§ Your assignment: Only lines holding "door" are needed; copy each of them from the data below.

Referring expression pointing data
________________________
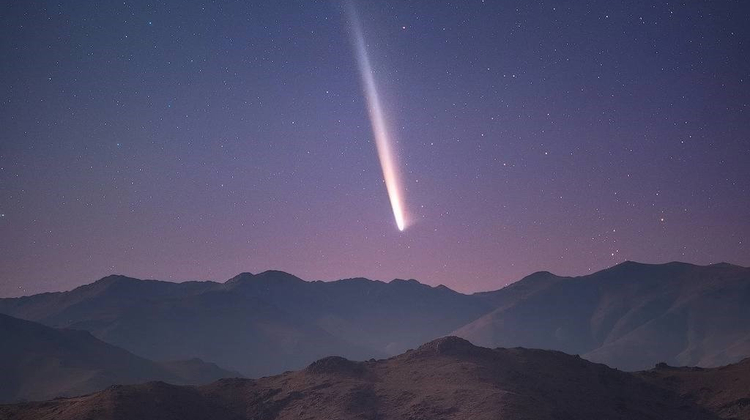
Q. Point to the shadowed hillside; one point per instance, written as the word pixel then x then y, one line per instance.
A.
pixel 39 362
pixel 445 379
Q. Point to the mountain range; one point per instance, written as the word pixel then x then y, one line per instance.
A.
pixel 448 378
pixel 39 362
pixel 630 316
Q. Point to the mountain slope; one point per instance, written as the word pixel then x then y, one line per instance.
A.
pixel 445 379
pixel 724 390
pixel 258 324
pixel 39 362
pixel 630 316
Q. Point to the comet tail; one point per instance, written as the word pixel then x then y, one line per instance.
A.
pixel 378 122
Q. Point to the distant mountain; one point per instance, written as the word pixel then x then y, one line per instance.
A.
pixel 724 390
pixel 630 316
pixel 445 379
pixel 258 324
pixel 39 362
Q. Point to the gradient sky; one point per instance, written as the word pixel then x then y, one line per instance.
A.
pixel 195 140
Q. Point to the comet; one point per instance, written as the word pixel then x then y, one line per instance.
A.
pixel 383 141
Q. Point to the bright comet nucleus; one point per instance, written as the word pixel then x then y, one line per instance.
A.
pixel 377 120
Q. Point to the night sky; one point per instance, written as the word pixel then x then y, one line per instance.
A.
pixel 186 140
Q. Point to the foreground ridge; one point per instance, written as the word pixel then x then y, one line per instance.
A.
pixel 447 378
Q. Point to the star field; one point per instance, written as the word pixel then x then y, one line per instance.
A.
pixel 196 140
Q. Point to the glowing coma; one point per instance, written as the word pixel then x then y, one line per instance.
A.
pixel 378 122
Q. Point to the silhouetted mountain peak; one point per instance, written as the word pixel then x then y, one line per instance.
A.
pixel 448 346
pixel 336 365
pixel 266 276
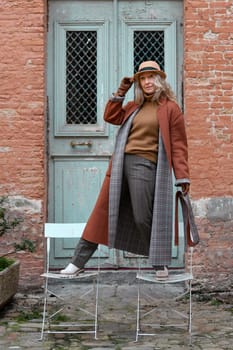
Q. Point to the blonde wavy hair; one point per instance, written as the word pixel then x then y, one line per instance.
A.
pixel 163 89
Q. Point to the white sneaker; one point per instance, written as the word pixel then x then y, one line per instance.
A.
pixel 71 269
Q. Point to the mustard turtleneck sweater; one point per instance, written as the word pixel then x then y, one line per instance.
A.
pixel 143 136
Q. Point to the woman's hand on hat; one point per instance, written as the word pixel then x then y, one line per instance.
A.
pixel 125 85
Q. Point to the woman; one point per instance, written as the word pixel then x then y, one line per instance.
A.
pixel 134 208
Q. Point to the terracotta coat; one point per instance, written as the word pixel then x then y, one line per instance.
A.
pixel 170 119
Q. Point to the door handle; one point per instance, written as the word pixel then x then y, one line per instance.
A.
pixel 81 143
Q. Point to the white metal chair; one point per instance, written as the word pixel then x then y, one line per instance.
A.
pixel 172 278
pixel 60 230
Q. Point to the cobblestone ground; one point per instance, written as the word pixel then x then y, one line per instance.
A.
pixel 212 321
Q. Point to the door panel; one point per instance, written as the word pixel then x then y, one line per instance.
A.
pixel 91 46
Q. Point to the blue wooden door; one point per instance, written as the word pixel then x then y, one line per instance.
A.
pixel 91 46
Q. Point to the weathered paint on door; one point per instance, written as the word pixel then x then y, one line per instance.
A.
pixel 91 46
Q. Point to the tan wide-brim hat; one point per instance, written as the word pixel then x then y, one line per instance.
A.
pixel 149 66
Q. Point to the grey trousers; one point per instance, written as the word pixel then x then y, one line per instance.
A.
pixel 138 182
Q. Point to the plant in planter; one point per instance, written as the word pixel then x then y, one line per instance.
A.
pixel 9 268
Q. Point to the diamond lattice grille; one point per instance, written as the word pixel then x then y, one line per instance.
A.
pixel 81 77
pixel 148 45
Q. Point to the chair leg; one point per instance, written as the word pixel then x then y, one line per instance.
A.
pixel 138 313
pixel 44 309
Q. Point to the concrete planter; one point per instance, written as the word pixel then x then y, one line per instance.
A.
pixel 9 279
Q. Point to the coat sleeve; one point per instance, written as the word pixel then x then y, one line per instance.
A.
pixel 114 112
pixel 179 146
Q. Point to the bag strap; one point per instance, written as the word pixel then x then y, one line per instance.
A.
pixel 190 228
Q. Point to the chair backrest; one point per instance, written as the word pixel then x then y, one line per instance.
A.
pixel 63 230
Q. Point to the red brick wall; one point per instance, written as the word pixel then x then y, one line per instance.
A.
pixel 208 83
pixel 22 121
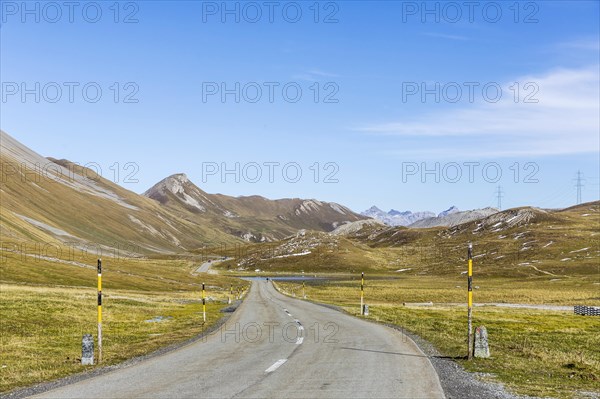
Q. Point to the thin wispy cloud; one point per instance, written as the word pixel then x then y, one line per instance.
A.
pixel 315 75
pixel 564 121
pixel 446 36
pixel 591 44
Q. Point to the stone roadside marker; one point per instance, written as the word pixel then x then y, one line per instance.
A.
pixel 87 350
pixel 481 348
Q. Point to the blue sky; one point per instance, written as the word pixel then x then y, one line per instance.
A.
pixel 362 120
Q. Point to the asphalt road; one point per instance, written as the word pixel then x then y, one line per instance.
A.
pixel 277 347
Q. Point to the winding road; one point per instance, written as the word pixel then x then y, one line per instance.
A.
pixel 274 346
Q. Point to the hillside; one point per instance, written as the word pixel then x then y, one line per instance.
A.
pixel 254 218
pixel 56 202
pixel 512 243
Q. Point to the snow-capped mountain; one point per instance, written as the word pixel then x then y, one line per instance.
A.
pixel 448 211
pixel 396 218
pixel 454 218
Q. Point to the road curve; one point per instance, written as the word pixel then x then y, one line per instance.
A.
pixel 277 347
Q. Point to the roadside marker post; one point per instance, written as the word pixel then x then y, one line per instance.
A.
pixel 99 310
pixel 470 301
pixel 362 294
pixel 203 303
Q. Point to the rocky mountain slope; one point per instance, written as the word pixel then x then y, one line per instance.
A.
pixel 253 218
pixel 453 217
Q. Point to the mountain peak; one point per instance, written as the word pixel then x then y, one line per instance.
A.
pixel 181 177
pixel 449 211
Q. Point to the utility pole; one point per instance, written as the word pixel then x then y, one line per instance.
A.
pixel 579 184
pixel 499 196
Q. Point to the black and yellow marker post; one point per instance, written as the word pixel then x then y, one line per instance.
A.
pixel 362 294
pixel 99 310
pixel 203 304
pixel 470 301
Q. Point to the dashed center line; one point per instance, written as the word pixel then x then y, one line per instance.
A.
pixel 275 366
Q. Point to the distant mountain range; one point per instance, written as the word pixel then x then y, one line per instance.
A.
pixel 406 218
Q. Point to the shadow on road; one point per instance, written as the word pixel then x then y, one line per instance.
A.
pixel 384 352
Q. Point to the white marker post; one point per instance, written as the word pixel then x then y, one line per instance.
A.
________________________
§ Answer area:
Q. Point to the door handle; one point per instance, written as the word pixel then x then y, one line per instance.
Q. Point to the door panel; one point per instance, written as the word pixel then x then y, one line per instance.
Q. Point to the blue wooden door; one point per instance, written as the word pixel then x then y, one line per instance.
Q. Point to the weathered paint on door; one point per instance, written as the word pixel then x then y, one line per instance.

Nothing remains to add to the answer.